* **Tugas dan Latihan**:
- A) Menurut teks tentang asuhan keperawatan hipertermi, berapa dosis terapi antipiretik Parasetamol Sirup yang diberikan?
- B) Lanjutkan teks tentang asuhan keperawatan hipertermi, mulai sesudah kalimat terakhirnya.

+++ Teks Bacaan +++

5.1.2 Diagnosa Keperawatan
Diagnosa yang mungkin muncul pada masalah diatas adalah: hipertermi
berhubungan dengan proses infeksi, resiko kekurangan nutrisi berhubungan
dengan intake yang kurang dan cemas berhubungan dengan kurangnya informasi.
5.1.3 Intervensi Keperawatan
Berdasarkan pada diagnosa di atas, intervensi yang dapat dilakukan adalah
pada diagnosa pertama yaitu monitor tanda-tanda vital, berikan kompres air
biasa/hangat, anjurkan untuk banyak minum, anjurkan untuk tidak menggunakan
pakaian dan selimut yang tebal, dan kolaborasi dalam pemberian terapi antipiretik
Parasetamol Sirup (Kalau perlu) 4x1 sendok teh. Sedangkan pada diagnosa kedua
yaitu berikan makanan sesuai keinginan pasien, berikan makanan yang bervariasi
dan menarik, anjurkan makan sedikit tapi sering, anjurkan untuk makan buah,
observasi nafsu makan pasien dan kolaborasi dengan ahli gizi dalam menentukan
diet. Serta pada diagnosa yang ketiga yaitu observasi tentang informasi yang
dimiliki keluarga pasien mengenai hipertermi, berikan informasi yang akurat
tentang penyebab hipertermi, yakinkan keluarga pasien bahwa kecemasan
merupakan respon yang normal dan diskusikan rencana tindakan yang dilakukan
berhubungan dengan hipertermi dan keadaan penyakit.
5.1.4 Implementasi Keperawatan
Tindakan yang dilakukan berdasarkan diagnosa diatas adalah: diagnosa
pertama yaitu memonitor tanda-tanda vital, memberikan kompres air biasa/hangat,
menganjurkan untuk banyak minum, menganjurkan untuk tidak menggunakan
pakaian dan selimut yang tebal, dan berkolaborasi dalam pemberian terapi
49
51
antipiretik Parasetamol Sirup (Kalau perlu) 4x1 sendok teh. Diagnosa kedua yaitu
memberikan makanan sesuai keinginan pasien, memberikan makanan yang
bervariasi dan menarik, menganjurkan makan sedikit tapi sering, menganjurkan
untuk makan buah, mengobservasi nafsu makan pasien dan berkolaborasi dengan
ahli gizi dalam menentukan diet. Diagnosa ketiga yaitu mengobservasi tentang
informasi yang dimiliki keluarga pasien mengenai hipertermi, memberikan
informasi yang akurat tentang penyebab hipertermi, meyakinkan keluarga pasien
bahwa kecemasan merupakan respon yang normal, mendiskusikan rencana
tindakan yang dilakukan berhubungan dengan hipertermi dan keadaan penyakit.

+++ Data Hasil Ekstraksi +++

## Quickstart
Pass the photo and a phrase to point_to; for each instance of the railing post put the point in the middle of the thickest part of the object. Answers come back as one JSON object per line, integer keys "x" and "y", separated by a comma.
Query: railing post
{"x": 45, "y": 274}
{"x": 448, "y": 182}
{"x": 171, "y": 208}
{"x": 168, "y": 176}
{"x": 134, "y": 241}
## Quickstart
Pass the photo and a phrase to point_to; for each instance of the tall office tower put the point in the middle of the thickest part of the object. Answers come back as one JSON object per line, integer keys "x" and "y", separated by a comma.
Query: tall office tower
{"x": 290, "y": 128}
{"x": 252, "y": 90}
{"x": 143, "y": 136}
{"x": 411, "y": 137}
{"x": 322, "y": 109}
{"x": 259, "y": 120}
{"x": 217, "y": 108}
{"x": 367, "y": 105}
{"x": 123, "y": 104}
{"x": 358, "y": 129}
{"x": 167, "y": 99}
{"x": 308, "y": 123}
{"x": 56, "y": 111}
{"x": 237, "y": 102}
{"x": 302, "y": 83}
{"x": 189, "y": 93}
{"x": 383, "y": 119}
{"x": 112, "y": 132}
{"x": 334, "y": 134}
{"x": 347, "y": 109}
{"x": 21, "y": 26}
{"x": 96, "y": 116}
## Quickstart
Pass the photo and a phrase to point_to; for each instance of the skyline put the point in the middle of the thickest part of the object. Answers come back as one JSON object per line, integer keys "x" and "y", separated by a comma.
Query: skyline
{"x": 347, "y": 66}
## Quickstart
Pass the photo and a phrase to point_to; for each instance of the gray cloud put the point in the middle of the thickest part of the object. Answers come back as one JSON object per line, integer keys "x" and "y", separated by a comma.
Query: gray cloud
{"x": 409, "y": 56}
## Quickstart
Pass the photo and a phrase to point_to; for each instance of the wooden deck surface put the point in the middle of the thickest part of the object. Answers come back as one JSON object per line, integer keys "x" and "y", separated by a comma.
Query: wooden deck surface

+++

* **Jawaban Anda**:
- A) 4x1 sendok teh, kalau perlu.

- B)
5.1.5 Evaluasi
Evaluasi menentukan respons klien terhadap tindakan keperawatan dan se-
berapa jauh tujuan perawatan telah terpenuhi. (Patricia A. Potter, 2005). Evaluasi
dari tindakan yang dilakukan pada An. A mengacu pada tujuan yang dibuat dalam
perencanaan dan membuat catatan perkembangan, dari ke tiga diagnosa diatas se-
mua tujuan dari intervensi diatas belum tercapai atau masalah belum teratasi.
5.2 Saran
5.2.1 Penulis
Meningkatkan pengetahuan tentang asuhan keperawatan pada klien dengan
Demam serta dapat menambah wawasan tentang Ilmu Pengetahuan dan Teknologi
terbaru.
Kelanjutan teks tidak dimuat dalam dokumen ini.